Text segment:
[Start of section]

The success of the Internet is in large part due to the way it was built and allowed to grow: as an open, bottom-up platform for innovation. One that allows visionary ideas to blossom into global titans like Alibaba and Google. This openness is both the Internet’s greatest asset and its greatest vulnerability. Today, no one is safely out of reach of hackers, while terrorist cells spread hate and find recruits online. Unsubstantiated news stories flourish and organized crime syndicates continue to exploit it.
The paradigm is that tackling these issues without the necessary care could undermine the very openness of the Internet, while a failure to act together could lead to an overcorrection on the part of states, fracturing the global Internet into narrow national networks. Ultimately, we need a global governance of the Internet, but one in which the interests of all stakeholders – states and the wider internet community – are represented. This is why the multistakeholder model at the heart of the Internet Governance Forum is so essential. This bottom-up approach is best suited to foster a free discussion on the shared principles, norms and rules that will shape the Internet as we move along. This model is also essential in light of today’s global trust deficit, with public opinion distrustful of institutions at every level. A January 2017 Pew Research poll found that a majority of Americans did not trust their government or social media sites to protect their data, but did trust credit card firms and mobile phone providers.

[End of section]

Source material:

[Start of section]

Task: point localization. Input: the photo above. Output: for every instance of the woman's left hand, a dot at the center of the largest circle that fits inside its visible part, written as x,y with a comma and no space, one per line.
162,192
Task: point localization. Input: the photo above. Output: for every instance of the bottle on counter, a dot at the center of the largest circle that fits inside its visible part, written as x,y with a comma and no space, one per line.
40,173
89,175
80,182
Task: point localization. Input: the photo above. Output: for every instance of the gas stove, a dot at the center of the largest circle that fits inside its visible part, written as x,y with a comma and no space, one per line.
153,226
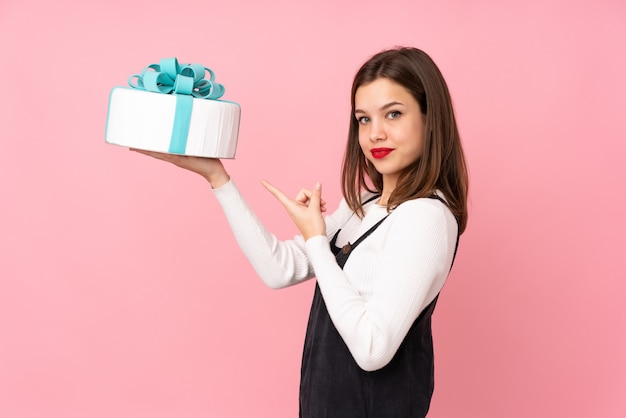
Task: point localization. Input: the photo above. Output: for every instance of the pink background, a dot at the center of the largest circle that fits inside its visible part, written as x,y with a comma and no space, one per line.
123,294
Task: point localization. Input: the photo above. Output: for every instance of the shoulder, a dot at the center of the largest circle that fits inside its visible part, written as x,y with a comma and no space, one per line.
425,211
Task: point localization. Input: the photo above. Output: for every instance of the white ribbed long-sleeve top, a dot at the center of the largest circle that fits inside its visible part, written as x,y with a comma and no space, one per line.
387,281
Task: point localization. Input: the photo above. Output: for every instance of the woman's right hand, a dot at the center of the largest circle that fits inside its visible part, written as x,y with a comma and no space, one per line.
211,169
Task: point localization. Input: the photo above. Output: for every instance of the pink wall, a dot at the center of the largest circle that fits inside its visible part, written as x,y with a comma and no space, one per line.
122,292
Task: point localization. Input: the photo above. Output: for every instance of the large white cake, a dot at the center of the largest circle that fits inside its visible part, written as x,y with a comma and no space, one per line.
172,123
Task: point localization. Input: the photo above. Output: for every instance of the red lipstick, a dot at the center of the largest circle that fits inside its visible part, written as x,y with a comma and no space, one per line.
380,152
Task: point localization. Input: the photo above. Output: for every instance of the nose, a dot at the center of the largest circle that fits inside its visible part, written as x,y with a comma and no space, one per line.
377,131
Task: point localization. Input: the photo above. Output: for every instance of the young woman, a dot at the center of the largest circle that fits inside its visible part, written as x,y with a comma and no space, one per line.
383,256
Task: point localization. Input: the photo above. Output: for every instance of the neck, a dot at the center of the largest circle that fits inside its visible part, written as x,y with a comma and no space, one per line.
389,185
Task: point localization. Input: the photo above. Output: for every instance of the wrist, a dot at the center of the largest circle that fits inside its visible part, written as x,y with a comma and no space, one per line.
217,180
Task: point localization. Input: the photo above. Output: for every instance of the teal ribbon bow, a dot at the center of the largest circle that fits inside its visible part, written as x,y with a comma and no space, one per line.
186,82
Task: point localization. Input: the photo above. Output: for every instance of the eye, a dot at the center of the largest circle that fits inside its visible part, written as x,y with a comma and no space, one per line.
394,114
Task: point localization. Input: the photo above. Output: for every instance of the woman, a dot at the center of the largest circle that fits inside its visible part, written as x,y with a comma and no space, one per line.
383,256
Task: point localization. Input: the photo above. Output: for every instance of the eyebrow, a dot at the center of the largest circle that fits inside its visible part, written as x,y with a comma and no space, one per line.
386,106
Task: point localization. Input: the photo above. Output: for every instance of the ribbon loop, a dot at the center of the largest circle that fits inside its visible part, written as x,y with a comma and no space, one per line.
171,77
186,82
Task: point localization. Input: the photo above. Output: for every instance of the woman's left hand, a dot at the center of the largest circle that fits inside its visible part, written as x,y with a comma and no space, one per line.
305,210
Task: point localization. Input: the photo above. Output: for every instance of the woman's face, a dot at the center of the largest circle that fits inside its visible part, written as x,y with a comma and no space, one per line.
391,127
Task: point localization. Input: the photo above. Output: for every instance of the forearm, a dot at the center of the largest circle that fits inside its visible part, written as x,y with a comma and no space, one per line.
278,263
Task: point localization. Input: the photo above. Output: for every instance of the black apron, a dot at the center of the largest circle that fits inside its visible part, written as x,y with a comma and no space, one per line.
332,385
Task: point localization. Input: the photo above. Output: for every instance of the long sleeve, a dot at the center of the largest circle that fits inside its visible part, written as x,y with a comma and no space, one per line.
388,279
278,263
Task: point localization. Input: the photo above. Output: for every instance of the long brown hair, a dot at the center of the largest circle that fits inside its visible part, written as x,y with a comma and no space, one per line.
442,163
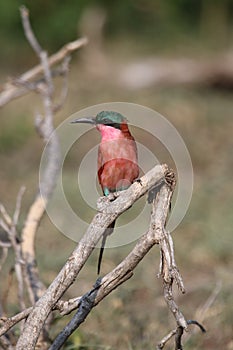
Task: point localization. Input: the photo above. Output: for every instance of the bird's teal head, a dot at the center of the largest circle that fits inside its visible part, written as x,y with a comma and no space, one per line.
108,118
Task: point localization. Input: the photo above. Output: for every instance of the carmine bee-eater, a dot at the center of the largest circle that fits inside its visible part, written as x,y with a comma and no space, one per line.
117,157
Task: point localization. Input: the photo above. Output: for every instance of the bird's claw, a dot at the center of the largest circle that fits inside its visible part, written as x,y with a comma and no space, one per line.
102,202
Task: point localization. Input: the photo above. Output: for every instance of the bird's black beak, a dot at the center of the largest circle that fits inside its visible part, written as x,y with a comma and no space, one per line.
88,120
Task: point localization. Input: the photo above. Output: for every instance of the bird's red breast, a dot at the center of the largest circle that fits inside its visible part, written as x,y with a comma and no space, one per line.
117,158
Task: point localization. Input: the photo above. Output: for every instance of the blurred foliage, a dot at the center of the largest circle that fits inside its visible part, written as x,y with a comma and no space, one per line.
57,22
135,315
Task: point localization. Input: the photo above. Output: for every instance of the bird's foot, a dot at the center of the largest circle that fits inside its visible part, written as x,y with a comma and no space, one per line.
138,180
102,202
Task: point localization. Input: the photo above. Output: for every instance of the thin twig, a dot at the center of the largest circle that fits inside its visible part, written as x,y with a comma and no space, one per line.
10,91
28,30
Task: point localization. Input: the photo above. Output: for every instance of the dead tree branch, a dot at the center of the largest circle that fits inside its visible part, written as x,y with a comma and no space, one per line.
12,91
109,212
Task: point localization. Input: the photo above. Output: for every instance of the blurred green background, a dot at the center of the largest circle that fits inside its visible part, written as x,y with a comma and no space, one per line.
135,316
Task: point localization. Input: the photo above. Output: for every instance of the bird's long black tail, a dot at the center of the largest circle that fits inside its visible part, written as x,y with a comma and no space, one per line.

[End of section]

Complete the following:
1. Translate this sentence from the Internet governance text into Spanish: "This openness is both the Internet’s greatest asset and its greatest vulnerability."
2. According to the Internet governance text, whom did a majority of Americans trust to protect their data in the January 2017 Pew Research poll?
3. Decide whether each statement agrees with the Internet governance text, and quote the words that settle it:
(a) The Internet was built as a closed, top-down platform.
(b) The multistakeholder model is at the heart of the Internet Governance Forum.
(c) A failure to act together could split the global Internet into narrow national networks.
The records were taken from a separate source.

Results by task:
1. Esta apertura es a la vez el mayor activo de Internet y su mayor vulnerabilidad.

2. Credit card firms and mobile phone providers.

3.
(a) No: "as an open, bottom-up platform for innovation"
(b) Yes: "the multistakeholder model at the heart of the Internet Governance Forum"
(c) Yes: "a failure to act together could lead to an overcorrection on the part of states, fracturing the global Internet into narrow national networks"